=== Goal of the exercise ===
Copy out exactly the lines from the one containing "Locate the cymbal" to the end of the records below, both included, and nothing else.

........

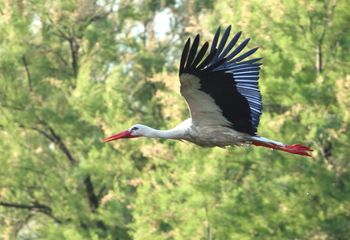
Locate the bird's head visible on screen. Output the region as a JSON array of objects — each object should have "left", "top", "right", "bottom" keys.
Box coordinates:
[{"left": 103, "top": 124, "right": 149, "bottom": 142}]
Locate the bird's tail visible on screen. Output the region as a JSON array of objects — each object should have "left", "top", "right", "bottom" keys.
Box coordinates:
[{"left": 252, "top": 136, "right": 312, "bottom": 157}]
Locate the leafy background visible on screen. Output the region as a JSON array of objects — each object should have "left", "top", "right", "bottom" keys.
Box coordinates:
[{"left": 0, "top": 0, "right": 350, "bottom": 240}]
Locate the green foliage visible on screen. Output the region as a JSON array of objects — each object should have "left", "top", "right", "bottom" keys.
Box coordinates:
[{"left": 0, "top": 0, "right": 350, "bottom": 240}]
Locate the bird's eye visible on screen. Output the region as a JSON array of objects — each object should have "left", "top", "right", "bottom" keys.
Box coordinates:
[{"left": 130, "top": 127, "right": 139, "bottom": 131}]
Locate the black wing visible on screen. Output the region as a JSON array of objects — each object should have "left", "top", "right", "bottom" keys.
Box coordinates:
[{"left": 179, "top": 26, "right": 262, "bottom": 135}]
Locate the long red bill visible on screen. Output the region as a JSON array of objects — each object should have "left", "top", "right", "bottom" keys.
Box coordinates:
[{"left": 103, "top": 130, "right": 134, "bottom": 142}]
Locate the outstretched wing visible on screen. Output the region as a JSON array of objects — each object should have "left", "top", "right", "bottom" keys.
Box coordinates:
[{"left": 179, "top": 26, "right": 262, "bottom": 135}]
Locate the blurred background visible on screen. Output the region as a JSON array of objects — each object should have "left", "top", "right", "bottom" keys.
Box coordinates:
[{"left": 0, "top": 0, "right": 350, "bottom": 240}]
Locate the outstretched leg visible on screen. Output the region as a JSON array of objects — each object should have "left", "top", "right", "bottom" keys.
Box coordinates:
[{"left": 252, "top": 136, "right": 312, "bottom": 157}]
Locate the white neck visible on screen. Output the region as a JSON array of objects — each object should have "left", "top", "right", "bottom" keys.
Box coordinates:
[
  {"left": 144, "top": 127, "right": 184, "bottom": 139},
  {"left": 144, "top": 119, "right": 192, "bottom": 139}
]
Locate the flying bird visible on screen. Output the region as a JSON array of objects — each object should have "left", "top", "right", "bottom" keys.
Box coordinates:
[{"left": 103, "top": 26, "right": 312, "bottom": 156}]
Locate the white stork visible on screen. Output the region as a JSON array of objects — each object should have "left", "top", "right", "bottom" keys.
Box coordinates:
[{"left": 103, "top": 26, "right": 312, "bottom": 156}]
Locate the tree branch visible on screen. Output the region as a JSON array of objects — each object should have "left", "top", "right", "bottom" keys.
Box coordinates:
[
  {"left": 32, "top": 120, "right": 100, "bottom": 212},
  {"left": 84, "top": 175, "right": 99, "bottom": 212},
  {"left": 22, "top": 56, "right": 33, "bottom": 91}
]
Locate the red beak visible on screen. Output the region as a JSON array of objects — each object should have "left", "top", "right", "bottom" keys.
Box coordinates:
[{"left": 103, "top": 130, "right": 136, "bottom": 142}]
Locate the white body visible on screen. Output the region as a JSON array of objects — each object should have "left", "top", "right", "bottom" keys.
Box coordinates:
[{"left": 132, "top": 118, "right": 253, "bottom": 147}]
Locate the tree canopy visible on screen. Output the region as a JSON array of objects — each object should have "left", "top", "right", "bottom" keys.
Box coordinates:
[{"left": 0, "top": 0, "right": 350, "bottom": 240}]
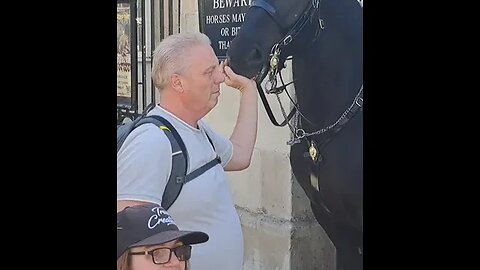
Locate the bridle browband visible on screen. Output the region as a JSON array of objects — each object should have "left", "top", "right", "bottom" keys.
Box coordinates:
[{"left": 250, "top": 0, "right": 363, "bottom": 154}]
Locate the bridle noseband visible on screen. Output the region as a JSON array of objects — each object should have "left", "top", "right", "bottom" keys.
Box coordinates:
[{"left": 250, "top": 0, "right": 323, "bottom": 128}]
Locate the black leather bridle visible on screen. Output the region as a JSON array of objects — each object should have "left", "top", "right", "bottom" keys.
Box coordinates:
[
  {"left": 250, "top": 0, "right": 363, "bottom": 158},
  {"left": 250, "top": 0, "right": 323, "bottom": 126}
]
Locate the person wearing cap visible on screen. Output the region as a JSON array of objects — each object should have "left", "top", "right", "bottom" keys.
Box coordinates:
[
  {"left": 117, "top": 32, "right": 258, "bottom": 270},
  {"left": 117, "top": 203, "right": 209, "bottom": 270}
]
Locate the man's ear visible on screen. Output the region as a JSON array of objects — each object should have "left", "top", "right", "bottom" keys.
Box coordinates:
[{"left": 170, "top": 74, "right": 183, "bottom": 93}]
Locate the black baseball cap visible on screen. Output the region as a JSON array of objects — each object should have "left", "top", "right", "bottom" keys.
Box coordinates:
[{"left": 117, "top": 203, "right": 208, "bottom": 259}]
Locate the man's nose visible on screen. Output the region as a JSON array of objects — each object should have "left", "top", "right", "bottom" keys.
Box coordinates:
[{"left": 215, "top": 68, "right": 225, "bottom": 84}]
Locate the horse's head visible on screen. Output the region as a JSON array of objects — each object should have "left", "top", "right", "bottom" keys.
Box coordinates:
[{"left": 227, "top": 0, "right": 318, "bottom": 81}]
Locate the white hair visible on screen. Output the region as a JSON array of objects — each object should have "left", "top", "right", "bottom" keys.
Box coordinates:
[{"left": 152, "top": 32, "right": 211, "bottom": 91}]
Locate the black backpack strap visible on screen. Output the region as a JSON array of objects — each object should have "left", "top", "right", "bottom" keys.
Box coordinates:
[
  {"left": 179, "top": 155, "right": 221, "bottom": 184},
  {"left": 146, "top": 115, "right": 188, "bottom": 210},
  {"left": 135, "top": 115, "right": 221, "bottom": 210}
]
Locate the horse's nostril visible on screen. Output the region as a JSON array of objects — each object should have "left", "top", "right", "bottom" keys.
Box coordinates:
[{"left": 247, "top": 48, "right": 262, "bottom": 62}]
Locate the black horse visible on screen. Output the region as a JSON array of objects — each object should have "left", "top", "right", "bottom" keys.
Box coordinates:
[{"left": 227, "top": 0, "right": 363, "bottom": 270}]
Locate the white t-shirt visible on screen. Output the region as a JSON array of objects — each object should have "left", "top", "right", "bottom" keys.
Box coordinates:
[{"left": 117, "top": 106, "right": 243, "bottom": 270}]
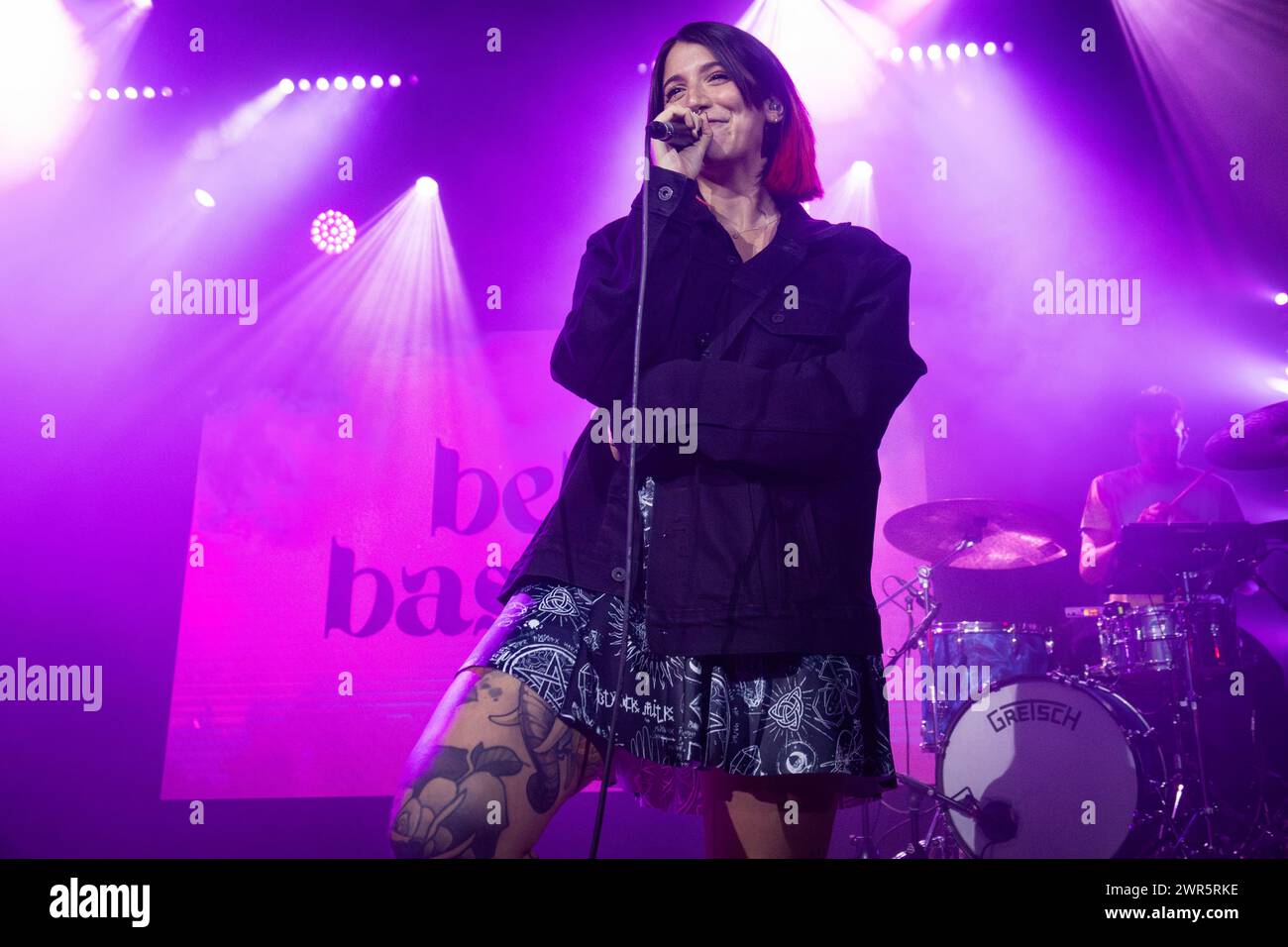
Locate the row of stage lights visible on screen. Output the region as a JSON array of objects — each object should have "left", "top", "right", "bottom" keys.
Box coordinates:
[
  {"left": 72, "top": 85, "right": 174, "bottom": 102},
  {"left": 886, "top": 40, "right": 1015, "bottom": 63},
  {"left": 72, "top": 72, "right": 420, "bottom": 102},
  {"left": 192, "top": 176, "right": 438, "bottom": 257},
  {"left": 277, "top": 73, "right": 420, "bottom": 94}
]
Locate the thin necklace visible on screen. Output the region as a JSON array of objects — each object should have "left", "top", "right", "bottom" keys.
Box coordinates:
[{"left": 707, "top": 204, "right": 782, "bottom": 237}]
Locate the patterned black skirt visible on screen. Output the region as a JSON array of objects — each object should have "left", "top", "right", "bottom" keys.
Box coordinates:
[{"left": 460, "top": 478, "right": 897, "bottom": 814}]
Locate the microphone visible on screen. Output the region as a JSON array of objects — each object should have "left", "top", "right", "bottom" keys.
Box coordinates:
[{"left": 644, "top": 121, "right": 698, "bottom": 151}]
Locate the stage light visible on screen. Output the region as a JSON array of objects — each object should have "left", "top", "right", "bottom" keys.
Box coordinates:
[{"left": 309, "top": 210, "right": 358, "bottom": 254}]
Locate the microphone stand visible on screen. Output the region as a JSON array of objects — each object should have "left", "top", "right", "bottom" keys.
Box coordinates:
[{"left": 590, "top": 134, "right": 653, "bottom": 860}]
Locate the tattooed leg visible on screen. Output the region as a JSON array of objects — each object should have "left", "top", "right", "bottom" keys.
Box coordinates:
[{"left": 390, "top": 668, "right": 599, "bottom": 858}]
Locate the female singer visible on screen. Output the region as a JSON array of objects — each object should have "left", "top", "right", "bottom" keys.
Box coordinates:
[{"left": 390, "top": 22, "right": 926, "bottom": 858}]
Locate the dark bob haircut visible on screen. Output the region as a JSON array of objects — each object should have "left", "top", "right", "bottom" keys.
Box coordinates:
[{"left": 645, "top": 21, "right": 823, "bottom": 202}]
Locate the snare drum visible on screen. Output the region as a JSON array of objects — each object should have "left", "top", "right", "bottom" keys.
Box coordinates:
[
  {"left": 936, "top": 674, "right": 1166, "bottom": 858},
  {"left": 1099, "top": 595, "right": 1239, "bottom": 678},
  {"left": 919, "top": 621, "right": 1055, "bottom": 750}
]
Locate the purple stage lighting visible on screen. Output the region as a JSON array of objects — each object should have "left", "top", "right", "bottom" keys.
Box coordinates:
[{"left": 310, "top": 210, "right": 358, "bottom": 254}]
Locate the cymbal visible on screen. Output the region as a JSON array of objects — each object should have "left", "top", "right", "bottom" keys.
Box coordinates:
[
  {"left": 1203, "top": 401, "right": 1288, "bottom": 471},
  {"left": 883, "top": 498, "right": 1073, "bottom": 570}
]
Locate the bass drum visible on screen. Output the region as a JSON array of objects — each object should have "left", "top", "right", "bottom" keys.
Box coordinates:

........

=== Answer to this problem ===
Locate the cymbal visible on screen. Output the region as a JSON array of objects — each object should have "left", "top", "right", "bottom" keys.
Box coordinates:
[
  {"left": 1203, "top": 401, "right": 1288, "bottom": 471},
  {"left": 883, "top": 498, "right": 1073, "bottom": 570}
]
Locate the bass drum visible on screen. Output the region as a JSON array of objects — each object should have "left", "top", "right", "bottom" keys.
Box coordinates:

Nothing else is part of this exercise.